Désordres dans les jonctions clavetées
- La coupe ou la déformation des armatures dépassant en about du fait de l’impossibilité de positionnement des éléments en vis- à-vis, dans un environnement à forte densité de ferraillage.
- L’oubli de mise en œuvre des aciers de renfort, de frettage ou de couturage des plans de reprise de bétonnage.
- Le défaut de chanfrein ou de dispositif équivalent en tête du poteau pour limiter le risque de contrainte localisée et donc de fissuration.
- Le défaut de qualité du béton liée à la forte densité d’armatures de ces zones (manque de compacité) ou à un espacement insuffisant entre armatures contiguës.
- Le défaut de mise en œuvre d’un calage provisoire, du fait de la faible largeur de repos du talon de poutre, entraîne une amorce de rupture de la tête de poteau ou du talon de poutre. Ce dernier point présente en outre un risque élevé d’effondrement en phase provisoire avec un fort risque de dommages corporels.

++++++++++++++++++++

● ÉTAPES DE L'EXERCICE:
**a)** Comptez les lignes des entrées où figure la chaîne « hillside » et donnez uniquement ce nombre.
**b)** Prolongez l'extrait sur les désordres dans les jonctions clavetées à la suite de sa dernière phrase.
Le texte et les entrées n'ont aucun rapport entre eux.

● DONNÉES AFFICHÉES:
++++++++++++++++++++

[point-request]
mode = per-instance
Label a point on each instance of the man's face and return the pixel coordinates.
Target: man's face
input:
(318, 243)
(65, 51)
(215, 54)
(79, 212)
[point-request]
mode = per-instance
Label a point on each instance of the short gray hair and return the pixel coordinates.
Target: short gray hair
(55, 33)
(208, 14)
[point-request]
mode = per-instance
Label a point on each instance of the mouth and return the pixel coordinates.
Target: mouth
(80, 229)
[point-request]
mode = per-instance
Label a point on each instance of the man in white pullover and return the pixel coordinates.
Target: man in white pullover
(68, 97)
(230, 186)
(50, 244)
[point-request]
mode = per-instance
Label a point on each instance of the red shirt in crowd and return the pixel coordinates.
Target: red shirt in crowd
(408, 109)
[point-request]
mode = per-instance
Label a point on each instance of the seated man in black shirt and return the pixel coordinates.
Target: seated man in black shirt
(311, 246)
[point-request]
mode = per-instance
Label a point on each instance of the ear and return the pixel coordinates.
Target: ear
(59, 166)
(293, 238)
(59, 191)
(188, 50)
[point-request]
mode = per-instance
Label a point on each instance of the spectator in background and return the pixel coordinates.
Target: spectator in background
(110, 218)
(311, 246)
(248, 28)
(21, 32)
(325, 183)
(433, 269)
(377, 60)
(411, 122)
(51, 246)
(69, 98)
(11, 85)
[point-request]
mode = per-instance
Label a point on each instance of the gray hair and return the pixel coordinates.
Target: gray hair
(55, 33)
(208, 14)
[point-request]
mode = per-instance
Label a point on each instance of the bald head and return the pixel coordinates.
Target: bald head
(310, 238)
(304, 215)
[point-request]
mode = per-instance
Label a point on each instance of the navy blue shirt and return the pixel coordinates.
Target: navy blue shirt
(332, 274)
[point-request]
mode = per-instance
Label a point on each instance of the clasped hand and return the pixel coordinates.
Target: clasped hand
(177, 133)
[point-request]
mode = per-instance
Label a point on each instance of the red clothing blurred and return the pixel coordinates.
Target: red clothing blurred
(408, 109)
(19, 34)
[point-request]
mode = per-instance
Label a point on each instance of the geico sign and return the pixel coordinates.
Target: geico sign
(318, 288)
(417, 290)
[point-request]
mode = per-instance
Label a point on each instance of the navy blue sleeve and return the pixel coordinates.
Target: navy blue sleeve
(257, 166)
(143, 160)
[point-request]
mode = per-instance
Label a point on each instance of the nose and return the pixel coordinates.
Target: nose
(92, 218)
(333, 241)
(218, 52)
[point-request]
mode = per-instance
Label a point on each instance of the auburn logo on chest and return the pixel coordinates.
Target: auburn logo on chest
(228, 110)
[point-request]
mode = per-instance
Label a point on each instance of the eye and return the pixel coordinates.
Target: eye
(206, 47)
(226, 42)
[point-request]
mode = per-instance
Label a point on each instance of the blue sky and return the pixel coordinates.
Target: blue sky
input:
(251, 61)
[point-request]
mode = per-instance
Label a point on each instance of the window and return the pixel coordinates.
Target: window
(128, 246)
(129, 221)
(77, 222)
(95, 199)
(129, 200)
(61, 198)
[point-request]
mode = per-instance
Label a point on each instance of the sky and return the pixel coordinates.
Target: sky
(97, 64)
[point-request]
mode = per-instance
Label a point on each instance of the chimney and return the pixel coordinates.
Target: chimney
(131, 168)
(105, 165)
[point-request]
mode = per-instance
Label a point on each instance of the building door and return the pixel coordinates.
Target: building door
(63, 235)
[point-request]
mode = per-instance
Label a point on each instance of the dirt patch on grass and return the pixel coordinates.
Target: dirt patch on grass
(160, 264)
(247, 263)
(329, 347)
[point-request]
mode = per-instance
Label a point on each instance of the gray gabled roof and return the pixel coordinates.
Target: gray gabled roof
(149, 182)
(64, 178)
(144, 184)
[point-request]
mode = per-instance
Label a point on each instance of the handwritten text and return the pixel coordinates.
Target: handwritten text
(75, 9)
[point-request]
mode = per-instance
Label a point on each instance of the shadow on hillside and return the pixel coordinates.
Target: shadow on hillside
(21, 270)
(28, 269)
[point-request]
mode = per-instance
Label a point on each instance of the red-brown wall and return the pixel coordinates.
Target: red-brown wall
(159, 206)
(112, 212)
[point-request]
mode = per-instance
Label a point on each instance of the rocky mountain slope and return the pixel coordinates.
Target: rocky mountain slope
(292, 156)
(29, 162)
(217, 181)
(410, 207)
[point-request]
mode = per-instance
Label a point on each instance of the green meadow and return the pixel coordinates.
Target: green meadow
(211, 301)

++++++++++++++++++++

● RÉPONSES SUCCESSIVES:
**a)** 2

**b)**
Désordres dans les jonctions avec broche
- L’irrégularité des surfaces d’appui entraîne des concentrations de contraintes localisées dans les éléments béton avec risque d’éclatement.
- Des défauts de mise en œuvre des appuis néoprène, de choix inadapté aux efforts à transmettre, ou encore non percés à un diamètre supérieur à la broche dans le cas d’appui à déplacement.
- Oubli des méplats d’appui sur poteaux en sous-face des extrémités des poutres posées avec des pentes supérieures à 1% (pour pente de couverture) ou poutres posées à l’envers par confusion au montage (sens de pose inversé).
- Débordement ou migration par le dessous du mortier de scellement à retrait compensé lors du remplissage des fourreaux de broches par un surplus de produit qui enrobe alors l’appui néoprène en créant un point dur dans l’appareil d’appui.
Cette anomalie obère le fonctionnement de l’appui néoprène en générant une zone de concentration d’efforts, donc de contrainte, préjudiciable au bon comportement du béton dans la zone d’appui (risque d’éclatement).
Désordres en relation avec les joints de dilatation
Des joints de dilatation sont en général prévus de manière à délimiter des « blocs de construction » de 50 ml à 70 ml de longueur dans les régions tempérées.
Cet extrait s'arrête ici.